Pick out the lines below that include the string "lamp".
[[ Source data open ]]
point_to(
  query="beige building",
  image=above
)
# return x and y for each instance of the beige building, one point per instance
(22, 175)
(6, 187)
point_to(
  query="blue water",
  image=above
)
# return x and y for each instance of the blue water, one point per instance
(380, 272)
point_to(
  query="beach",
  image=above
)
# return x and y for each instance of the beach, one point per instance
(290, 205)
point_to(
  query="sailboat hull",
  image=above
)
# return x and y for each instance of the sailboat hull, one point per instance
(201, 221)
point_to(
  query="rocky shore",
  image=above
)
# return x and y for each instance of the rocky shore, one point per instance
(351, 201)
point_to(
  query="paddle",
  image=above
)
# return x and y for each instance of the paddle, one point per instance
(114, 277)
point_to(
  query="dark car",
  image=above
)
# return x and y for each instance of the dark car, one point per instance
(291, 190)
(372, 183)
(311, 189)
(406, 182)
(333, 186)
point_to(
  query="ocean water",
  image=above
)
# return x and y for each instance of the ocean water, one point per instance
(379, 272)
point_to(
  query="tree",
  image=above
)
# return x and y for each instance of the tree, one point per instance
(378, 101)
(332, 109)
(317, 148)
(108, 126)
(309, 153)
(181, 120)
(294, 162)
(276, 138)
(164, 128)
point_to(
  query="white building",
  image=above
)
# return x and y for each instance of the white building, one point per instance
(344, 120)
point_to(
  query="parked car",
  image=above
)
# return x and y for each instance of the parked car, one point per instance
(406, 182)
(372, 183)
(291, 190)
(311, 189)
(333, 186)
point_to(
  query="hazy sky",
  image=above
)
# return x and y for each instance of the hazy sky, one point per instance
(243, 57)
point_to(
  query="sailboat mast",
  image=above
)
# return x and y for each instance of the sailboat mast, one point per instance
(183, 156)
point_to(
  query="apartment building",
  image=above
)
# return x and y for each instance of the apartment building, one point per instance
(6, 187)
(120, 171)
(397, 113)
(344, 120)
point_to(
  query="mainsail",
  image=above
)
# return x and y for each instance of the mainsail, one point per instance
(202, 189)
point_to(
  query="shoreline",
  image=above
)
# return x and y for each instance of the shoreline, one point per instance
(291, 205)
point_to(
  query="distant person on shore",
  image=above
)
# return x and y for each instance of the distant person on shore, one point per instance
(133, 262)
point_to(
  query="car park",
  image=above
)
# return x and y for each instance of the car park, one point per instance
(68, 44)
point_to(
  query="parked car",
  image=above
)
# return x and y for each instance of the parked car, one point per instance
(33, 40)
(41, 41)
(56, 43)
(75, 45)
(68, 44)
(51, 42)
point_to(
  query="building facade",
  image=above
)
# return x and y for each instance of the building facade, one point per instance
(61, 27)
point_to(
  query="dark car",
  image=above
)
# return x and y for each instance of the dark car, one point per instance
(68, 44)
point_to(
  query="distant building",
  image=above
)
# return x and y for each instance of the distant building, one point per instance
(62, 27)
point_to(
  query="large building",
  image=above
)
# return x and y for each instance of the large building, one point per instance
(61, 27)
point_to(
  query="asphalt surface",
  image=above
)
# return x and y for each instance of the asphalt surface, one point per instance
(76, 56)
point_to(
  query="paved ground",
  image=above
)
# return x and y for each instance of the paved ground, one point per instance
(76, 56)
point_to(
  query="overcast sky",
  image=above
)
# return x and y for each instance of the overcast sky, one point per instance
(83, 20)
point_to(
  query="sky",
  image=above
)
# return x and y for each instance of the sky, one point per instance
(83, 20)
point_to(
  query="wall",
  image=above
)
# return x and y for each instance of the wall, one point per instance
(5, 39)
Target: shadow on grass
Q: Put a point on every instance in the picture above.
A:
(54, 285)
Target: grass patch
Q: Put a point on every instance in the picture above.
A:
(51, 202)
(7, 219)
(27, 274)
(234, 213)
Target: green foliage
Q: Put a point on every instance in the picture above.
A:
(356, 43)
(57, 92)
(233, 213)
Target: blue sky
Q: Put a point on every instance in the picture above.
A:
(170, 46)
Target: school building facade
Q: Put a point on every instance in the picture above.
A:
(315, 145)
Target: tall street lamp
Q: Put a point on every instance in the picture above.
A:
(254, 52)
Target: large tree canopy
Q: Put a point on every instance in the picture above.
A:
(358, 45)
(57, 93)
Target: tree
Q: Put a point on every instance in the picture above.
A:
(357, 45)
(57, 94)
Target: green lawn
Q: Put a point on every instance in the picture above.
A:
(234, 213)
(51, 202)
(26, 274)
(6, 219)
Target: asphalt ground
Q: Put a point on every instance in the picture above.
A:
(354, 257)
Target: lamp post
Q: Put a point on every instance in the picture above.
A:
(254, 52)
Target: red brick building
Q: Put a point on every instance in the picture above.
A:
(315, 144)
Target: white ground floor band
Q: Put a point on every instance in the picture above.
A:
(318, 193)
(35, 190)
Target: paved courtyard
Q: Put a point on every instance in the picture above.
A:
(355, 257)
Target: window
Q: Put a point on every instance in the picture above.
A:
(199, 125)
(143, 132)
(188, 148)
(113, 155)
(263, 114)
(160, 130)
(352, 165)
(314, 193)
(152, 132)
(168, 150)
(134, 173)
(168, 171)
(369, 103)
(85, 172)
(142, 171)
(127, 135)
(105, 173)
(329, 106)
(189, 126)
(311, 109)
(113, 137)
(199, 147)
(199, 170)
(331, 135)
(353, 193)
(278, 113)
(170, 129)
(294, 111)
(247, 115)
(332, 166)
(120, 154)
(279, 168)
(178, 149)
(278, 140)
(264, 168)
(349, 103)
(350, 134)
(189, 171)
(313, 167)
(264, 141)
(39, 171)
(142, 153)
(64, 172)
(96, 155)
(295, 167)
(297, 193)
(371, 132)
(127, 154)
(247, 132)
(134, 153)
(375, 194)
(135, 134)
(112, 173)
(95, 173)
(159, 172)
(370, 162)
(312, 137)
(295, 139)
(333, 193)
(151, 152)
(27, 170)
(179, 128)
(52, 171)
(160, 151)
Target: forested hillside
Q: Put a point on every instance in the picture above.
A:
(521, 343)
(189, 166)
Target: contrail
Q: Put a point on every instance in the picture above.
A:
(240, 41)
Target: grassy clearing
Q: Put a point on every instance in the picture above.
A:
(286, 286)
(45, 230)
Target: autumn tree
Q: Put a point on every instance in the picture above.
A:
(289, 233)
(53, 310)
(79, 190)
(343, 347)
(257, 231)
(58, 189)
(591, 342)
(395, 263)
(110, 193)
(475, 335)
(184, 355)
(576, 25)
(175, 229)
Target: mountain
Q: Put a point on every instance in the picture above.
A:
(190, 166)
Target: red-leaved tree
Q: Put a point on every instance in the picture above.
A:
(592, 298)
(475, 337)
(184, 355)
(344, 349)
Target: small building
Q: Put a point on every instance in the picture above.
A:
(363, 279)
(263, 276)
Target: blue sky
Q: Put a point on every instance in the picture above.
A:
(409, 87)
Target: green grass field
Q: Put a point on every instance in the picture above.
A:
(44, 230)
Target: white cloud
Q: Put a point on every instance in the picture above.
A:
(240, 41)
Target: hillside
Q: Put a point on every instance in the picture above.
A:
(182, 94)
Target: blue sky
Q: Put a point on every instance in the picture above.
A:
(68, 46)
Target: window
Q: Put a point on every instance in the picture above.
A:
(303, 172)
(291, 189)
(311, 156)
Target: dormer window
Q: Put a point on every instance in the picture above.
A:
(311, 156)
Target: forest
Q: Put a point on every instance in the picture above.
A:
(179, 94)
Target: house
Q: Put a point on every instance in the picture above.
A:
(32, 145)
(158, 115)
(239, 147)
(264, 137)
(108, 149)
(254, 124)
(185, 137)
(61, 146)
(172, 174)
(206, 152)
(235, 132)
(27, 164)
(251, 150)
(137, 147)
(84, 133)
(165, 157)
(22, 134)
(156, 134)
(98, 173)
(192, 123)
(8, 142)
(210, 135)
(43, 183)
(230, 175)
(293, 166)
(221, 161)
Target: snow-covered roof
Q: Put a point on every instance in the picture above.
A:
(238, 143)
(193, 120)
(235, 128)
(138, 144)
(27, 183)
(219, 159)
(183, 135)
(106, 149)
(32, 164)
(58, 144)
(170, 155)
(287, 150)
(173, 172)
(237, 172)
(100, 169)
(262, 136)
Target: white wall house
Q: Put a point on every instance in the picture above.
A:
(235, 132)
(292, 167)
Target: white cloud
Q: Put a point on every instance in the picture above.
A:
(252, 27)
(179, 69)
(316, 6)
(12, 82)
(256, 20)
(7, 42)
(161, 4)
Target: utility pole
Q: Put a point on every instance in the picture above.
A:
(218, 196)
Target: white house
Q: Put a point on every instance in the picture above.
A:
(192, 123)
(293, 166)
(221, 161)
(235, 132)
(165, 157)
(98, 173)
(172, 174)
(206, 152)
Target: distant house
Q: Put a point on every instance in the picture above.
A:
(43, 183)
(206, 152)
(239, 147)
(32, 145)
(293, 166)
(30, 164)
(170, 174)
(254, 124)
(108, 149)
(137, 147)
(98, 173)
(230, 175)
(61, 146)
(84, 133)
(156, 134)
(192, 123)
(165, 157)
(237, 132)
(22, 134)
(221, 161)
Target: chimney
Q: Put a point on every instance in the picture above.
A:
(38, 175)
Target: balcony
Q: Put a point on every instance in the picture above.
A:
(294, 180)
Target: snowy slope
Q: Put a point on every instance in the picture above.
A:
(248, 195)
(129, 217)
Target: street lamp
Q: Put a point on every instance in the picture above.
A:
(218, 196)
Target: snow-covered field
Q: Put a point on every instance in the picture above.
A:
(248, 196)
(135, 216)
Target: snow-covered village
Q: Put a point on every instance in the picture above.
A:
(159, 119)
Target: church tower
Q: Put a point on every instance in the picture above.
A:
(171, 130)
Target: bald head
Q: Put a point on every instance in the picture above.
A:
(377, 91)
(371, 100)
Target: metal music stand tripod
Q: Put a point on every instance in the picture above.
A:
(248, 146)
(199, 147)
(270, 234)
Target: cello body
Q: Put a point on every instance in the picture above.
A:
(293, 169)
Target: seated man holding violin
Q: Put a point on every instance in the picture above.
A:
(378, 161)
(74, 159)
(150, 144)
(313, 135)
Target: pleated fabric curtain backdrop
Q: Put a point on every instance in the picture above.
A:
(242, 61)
[[ Source data closed ]]
Exercise result:
Target: tall street lamp
Target: lamp post
Target: street lamp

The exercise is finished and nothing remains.